» PROBLEM 1
From the page text on the wellness conversation, transcribe the portion between "Join us for" and "and inner exploration?", inclusive.
» PROBLEM 2
Pick up the wellness conversation page text where it stops and write the next part.

Join us for a conversation about subverting power relationships to support the emergence necessary for supporting relationships. How do we all create space to take the good with the bad as we learn how to better care for ourselves? How do wellness practitioners create  space for their clients? What understandings do they bring, about themselves and others, to foster trust and create room for curiosity and inner exploration?

Guests: 

Myrlie Marcelin is a social worker, couple and family therapist and psychotherapist. Myrlie approaches counselling with an anti-oppressive and collaborative lens that recognizes the place of structural oppression in mental health challenges. Myrlie hopes her career will allow her to uplift BIPOC & LGBTQ+ communities by advocating for people whose voices have traditionally been ignored and overlooked, and also by showing clients that BIPOC mental health professionals exist and are working to reduce harm for the populations that they serve. 

Myrlie’s experience includes telephone counsellor, helpline listener, and individual, couple, and family therapy within private practice and university settings. Throughout her career, she hopes to be able to continue offering quality counselling to marginalized populations and ethnic communities. Working with a systemic and attachment-focused framework, she has supported clients with depression, anxiety disorders, interpersonal difficulties, emotional dysregulation, conjugal violence, and complex trauma. As a private practice clinician, Myrlie works towards empowering, supporting and critically exploring individuals, couples and families in a therapeutic capacity.

[Saved entries]
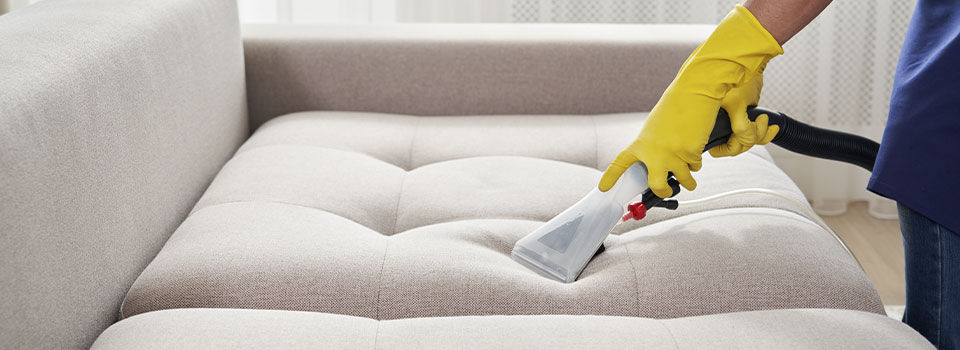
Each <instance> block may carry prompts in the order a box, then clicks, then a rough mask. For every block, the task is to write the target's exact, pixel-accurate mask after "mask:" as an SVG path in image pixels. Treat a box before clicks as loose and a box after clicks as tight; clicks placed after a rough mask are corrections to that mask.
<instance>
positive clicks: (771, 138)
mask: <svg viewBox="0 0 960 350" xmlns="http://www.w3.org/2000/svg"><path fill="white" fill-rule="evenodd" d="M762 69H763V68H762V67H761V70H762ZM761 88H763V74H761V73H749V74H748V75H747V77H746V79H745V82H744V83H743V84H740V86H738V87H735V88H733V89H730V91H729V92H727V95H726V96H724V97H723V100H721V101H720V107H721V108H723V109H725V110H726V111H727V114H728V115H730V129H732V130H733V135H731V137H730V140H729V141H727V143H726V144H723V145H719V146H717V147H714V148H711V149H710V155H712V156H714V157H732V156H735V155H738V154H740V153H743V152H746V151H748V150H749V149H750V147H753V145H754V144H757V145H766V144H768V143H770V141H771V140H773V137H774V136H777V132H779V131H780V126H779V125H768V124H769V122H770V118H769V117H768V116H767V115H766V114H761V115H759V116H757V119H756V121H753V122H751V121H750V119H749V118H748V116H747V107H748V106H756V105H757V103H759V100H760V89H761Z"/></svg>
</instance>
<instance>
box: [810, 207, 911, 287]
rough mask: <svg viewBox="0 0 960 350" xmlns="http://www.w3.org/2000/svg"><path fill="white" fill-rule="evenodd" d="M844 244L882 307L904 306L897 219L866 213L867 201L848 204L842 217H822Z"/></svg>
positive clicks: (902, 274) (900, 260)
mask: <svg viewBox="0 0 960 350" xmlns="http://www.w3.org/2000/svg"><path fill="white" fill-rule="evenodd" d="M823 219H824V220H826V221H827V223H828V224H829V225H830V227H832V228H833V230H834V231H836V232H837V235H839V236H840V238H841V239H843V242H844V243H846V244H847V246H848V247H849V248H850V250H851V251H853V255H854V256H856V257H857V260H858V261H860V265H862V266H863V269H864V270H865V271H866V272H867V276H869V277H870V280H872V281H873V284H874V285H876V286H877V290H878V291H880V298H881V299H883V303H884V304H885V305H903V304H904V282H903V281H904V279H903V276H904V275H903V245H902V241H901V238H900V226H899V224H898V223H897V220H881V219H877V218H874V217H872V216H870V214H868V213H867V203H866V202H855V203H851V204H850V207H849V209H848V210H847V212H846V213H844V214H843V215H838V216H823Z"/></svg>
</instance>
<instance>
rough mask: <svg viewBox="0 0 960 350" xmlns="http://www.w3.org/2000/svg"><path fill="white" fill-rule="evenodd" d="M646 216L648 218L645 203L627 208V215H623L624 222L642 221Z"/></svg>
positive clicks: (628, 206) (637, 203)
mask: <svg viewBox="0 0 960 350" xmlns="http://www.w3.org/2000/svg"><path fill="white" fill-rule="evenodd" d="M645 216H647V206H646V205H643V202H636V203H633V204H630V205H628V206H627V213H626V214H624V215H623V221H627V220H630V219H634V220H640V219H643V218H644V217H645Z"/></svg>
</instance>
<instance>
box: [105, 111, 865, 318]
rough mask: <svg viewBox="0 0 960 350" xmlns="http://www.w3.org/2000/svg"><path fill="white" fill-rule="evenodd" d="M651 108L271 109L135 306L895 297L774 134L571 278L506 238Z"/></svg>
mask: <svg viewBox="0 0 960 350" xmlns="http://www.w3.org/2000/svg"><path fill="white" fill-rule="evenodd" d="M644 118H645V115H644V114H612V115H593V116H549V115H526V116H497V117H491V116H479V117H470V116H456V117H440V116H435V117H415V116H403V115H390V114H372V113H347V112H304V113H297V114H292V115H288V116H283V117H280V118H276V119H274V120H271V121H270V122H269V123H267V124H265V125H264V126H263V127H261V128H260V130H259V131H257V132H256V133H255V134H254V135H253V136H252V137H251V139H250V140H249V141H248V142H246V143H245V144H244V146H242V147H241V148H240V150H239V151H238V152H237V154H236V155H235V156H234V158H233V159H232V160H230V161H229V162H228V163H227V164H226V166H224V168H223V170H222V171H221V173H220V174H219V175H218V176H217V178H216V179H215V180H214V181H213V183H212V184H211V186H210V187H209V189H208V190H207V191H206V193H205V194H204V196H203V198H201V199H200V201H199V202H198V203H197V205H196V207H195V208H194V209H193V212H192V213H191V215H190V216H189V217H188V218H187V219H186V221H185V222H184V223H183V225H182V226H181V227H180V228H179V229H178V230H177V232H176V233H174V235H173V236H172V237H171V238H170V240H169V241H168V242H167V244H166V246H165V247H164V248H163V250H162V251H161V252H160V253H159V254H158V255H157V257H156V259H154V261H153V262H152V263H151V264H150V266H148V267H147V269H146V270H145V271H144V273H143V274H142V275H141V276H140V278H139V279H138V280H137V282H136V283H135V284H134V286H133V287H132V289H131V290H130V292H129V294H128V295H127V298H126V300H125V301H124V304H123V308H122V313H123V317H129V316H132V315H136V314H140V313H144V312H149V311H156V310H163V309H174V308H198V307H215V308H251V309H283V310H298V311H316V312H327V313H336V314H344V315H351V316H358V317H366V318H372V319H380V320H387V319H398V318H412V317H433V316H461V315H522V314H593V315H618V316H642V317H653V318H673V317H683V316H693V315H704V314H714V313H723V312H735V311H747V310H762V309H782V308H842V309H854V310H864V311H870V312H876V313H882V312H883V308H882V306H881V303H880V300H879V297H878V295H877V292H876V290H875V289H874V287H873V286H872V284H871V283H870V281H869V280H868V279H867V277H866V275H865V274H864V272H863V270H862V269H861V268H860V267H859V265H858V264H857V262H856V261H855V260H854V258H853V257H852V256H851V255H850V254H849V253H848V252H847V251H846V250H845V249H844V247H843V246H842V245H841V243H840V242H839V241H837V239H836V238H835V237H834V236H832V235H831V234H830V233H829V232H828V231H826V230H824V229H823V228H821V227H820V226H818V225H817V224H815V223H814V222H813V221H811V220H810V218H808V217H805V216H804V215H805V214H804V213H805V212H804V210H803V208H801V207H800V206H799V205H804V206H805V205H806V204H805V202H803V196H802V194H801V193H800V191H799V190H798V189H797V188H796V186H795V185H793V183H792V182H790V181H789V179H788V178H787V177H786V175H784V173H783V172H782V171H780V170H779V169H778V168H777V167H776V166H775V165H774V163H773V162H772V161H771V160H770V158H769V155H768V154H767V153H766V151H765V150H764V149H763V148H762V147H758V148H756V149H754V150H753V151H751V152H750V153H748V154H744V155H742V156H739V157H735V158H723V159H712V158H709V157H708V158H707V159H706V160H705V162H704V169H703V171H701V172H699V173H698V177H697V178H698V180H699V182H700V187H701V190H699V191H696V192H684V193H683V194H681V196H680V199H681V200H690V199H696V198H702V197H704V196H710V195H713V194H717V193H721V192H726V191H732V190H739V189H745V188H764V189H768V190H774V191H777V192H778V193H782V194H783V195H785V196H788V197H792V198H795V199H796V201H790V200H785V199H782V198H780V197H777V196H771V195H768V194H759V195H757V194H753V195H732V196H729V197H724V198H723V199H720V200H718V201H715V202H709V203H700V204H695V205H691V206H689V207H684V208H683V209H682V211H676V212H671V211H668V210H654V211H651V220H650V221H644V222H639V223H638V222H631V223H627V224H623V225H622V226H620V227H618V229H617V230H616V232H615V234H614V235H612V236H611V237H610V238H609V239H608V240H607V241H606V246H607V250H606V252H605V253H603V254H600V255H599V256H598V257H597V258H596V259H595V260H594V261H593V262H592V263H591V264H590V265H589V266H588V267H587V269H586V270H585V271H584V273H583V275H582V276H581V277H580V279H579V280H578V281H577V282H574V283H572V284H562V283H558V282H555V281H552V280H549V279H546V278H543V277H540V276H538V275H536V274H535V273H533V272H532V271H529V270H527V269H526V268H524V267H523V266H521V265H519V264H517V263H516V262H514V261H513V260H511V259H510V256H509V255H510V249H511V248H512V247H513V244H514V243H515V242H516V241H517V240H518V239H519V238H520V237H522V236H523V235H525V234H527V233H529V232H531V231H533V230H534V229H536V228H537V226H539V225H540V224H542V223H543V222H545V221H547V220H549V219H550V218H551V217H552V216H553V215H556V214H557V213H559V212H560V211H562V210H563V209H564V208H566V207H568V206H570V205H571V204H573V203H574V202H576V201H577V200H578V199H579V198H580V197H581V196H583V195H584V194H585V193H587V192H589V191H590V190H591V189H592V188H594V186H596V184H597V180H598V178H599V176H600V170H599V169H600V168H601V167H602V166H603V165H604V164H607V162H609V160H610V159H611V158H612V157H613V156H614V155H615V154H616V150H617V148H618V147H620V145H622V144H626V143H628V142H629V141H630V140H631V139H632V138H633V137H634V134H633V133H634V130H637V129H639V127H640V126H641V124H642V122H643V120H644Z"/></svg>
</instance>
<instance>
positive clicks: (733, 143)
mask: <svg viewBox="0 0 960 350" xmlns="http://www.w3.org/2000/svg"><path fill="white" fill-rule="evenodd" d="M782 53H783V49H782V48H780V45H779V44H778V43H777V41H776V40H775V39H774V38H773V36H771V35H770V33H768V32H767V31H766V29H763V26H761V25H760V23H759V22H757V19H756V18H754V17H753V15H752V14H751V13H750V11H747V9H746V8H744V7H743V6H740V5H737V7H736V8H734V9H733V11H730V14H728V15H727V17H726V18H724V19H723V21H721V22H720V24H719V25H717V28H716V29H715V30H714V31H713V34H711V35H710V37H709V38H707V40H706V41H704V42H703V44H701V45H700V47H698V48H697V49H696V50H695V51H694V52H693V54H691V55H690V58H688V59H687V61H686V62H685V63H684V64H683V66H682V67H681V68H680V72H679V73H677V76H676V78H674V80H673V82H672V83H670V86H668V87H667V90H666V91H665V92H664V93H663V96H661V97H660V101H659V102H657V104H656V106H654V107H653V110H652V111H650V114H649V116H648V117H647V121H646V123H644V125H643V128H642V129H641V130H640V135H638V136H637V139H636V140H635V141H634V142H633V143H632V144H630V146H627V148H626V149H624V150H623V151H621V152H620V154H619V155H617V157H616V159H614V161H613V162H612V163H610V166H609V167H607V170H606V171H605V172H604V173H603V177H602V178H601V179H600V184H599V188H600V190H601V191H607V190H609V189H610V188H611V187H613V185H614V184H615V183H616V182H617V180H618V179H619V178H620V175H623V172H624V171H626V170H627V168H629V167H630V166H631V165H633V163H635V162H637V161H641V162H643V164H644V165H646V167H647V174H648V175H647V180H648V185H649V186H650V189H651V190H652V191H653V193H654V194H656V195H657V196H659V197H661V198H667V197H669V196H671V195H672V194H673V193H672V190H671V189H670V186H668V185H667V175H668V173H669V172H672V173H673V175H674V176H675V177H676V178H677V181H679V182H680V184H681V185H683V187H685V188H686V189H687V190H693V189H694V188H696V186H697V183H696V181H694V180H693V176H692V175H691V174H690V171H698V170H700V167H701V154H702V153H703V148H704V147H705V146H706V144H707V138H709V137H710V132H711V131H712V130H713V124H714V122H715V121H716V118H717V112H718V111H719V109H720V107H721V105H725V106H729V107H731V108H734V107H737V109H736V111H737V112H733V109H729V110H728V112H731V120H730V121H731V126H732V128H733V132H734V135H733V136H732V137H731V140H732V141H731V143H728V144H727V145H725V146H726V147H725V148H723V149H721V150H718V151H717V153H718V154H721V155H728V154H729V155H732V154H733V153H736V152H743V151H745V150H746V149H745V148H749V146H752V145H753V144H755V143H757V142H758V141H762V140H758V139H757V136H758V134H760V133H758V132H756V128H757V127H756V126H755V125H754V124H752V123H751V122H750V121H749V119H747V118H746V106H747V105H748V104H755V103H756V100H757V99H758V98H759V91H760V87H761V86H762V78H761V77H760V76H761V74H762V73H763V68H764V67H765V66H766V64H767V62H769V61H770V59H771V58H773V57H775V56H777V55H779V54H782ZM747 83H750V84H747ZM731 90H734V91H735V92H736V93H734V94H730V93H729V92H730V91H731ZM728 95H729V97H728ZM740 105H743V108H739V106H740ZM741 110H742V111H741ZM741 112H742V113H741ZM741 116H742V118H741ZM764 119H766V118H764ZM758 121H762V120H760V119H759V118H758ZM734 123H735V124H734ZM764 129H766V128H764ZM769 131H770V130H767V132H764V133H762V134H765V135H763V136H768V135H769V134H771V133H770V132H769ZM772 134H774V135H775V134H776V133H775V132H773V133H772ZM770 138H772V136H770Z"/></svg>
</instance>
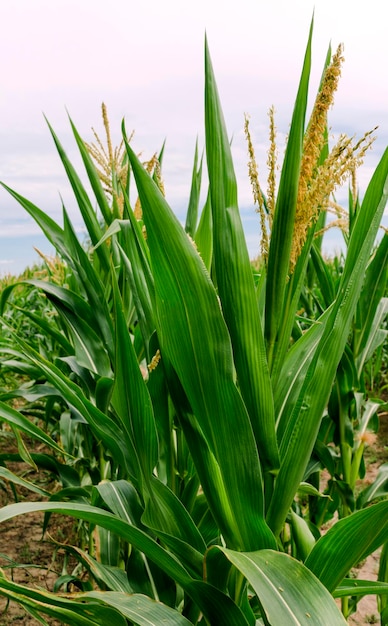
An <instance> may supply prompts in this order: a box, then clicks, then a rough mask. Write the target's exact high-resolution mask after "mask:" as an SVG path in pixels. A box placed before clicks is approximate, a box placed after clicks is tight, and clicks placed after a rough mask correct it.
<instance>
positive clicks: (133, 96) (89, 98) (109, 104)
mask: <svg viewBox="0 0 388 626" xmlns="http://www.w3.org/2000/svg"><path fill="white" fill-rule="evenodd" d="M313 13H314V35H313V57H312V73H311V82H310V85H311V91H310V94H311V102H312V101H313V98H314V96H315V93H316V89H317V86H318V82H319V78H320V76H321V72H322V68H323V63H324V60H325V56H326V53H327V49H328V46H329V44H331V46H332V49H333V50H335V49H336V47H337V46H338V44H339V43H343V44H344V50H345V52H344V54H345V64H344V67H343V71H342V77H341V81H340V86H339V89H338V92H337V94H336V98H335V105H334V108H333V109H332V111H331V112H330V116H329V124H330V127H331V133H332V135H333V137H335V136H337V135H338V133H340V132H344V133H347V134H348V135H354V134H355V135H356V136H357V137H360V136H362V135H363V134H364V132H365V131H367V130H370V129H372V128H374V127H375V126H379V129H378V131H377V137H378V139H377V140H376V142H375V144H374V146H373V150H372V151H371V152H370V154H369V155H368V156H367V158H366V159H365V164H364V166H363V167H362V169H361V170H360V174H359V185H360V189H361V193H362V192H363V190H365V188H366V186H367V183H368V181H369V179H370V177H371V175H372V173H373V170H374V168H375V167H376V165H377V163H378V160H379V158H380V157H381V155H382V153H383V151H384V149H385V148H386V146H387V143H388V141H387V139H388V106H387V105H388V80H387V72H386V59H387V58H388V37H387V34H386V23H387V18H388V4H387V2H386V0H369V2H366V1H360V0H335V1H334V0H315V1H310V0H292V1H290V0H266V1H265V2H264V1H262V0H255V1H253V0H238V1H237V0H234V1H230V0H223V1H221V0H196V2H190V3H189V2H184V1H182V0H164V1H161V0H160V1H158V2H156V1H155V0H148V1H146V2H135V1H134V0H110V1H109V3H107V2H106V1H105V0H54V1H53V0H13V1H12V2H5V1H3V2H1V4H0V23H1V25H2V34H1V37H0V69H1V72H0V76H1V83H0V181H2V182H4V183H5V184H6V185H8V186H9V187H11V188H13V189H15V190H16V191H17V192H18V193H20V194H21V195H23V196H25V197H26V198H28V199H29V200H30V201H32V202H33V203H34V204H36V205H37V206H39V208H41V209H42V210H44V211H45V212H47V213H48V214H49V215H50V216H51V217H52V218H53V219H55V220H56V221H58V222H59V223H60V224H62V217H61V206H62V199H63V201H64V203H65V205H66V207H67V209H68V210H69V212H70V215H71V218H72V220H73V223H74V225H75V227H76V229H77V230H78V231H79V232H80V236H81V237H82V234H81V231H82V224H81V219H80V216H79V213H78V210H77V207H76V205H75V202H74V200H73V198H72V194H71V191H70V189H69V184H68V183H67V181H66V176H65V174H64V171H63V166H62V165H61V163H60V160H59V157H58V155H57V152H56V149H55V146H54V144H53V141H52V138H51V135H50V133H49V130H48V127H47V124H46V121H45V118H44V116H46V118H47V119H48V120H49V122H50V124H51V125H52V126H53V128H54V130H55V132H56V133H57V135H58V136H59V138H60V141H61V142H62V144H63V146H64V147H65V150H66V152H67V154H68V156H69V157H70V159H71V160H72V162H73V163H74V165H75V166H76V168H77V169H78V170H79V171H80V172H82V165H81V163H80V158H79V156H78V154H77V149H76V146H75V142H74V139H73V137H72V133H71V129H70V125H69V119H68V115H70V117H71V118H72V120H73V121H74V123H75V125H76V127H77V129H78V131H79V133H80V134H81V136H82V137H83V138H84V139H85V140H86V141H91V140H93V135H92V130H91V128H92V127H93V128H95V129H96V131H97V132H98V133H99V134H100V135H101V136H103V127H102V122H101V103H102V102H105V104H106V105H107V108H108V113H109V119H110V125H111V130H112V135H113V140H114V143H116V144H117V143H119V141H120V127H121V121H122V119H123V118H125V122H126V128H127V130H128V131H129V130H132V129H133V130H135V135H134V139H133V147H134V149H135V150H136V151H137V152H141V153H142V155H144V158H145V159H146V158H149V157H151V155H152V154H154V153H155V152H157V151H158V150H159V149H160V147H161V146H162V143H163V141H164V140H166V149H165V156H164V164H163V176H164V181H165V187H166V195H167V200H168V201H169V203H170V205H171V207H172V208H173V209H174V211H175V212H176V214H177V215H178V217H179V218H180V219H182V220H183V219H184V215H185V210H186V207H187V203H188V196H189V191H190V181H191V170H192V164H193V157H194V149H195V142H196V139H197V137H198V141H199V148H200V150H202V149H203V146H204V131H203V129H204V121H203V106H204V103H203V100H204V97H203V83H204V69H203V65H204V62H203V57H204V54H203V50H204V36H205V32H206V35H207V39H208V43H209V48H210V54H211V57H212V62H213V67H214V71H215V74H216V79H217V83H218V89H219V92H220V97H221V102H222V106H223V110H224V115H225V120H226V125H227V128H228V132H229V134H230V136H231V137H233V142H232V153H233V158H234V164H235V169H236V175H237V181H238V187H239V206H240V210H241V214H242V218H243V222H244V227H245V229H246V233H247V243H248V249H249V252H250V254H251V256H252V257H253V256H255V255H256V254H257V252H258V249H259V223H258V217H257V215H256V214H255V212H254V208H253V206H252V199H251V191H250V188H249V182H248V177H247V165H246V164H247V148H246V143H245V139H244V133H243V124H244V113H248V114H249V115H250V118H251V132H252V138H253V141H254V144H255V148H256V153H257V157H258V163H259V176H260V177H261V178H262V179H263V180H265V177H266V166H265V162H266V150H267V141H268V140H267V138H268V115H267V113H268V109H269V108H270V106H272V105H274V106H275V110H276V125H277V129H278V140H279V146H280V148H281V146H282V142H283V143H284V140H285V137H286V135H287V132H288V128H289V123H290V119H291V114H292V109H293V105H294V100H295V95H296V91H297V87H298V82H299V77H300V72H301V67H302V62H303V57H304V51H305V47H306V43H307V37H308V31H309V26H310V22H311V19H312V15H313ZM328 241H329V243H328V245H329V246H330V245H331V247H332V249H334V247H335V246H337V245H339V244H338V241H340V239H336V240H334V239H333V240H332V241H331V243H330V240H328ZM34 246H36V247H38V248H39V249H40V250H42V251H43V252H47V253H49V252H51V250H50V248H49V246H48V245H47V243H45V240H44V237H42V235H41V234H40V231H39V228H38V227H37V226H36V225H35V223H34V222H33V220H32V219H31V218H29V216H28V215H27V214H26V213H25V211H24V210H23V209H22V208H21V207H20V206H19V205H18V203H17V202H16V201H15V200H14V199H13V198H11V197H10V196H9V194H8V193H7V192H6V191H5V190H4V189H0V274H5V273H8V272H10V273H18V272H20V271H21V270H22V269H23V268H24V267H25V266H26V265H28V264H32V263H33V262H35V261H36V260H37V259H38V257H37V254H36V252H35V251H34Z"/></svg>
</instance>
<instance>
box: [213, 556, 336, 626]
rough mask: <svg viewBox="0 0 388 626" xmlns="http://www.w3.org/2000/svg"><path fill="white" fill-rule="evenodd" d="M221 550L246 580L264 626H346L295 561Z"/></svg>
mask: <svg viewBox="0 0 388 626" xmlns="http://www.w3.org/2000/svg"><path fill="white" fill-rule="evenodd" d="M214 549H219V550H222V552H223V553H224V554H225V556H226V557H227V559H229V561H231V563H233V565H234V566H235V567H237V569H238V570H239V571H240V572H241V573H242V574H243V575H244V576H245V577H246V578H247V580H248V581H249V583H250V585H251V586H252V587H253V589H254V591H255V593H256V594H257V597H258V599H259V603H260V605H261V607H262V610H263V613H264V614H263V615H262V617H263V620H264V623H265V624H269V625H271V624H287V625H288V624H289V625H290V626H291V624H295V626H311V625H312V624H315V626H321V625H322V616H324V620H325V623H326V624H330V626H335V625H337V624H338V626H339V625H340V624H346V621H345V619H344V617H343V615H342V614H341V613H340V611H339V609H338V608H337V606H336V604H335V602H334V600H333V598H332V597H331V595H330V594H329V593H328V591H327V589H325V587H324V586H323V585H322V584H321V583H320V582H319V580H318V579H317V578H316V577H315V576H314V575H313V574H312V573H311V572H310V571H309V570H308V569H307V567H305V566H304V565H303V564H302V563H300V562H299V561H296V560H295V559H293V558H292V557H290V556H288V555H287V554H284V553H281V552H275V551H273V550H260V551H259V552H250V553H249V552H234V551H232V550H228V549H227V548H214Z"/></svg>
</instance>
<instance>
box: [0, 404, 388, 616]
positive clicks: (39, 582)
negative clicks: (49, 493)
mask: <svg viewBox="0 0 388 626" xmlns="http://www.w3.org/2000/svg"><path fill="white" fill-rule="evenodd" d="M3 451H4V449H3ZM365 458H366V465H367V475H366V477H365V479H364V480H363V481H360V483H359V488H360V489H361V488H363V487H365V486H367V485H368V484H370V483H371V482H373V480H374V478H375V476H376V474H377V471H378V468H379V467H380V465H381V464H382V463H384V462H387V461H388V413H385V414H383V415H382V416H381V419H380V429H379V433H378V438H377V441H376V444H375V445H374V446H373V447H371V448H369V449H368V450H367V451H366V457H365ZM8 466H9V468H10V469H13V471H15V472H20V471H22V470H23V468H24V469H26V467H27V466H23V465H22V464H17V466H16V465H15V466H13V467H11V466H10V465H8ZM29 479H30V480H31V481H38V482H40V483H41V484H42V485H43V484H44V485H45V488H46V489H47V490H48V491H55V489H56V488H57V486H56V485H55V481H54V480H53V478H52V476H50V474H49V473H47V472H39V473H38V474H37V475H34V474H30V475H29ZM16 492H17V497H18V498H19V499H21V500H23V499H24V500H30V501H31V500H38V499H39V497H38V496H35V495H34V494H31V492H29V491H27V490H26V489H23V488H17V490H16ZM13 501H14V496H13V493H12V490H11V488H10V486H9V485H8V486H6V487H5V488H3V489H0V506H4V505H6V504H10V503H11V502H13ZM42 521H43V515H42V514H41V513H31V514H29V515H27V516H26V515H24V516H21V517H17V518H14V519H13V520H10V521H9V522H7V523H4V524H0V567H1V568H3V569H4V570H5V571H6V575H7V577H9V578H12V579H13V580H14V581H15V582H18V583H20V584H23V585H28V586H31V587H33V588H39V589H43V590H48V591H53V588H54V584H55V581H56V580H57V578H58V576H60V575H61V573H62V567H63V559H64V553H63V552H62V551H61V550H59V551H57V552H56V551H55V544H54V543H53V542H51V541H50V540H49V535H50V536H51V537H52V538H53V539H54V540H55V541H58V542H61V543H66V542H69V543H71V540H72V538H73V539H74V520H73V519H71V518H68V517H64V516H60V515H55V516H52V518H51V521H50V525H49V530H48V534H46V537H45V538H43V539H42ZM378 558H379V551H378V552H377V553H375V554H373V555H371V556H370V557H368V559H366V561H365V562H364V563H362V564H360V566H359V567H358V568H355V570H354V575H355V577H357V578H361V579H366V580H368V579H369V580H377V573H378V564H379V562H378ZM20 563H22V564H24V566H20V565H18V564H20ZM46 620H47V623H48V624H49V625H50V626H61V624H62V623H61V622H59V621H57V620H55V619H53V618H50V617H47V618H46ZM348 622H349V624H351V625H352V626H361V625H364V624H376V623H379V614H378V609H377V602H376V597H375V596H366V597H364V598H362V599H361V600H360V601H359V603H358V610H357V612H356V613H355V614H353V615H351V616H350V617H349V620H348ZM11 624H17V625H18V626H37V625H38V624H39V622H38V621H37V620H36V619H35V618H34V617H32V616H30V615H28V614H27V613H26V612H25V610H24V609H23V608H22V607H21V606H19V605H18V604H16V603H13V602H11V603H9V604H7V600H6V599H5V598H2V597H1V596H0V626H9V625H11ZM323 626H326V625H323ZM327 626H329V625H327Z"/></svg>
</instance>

» YOUR RESPONSE 1
Join us for a conversation about subverting power relationships to support the emergence necessary for supporting relationships. How do we all create space to take the good with the bad as we learn how to better care for ourselves? How do wellness practitioners create  space for their clients? What understandings do they bring, about themselves and others, to foster trust and create room for curiosity and inner exploration?

» YOUR RESPONSE 2
Gabriela Gomez is a healing practitioner, researcher and facilitator who holds a Master’s in Educational Psychology and is a certified Somatic Experiencing Practitioner. Her training has unfolded largely in community settings that center youth, emerging adults, LGBTQIA+ and BIPOC communities. She runs her own practice as a somatic counselor and consultant, providing individual counseling as well as research and facilitation services to a variety of community and educational institutions. She has particular expertise in the immigrant experience, harm reduction, intergenerational and developmental trauma, burnout, gender identity development and diverse sexuality. She is consistently amazed and inspired by the wisdom and intelligence of the body and nervous system, and deeply honoured to guide clients and communities in accessing their innate capacities to heal, regenerate and thrive. Find her at Gabrielagomez.ca.

Moderator: 

Daniele-Jocelyne Otou is a strategist, bridge-builder, and advocate for social transformation. With a background in Human Relations and a deep commitment to equity-driven design, she creates strategies that foster systemic change, collective care, and inclusive innovation.

As Chair of the Board for the Black Healing Centre and a steering committee member at SHIFT Concordia, she helps shape initiatives that challenge systemic barriers. Through New Room, her social impact agency, she designs programs dedicated to building cultures of belonging and conscious practices that move individuals and institutions beyond performative gestures.

Grounded in her lived experience as the last child of an immigrant family, Daniele-Jocelyne believes in the power of joy, play, and interdependence in healing. Whether curating deep dialogues, designing learning spaces, or hosting co-reading sessions, she is always asking: How do we build systems of care that allow everyone to thrive?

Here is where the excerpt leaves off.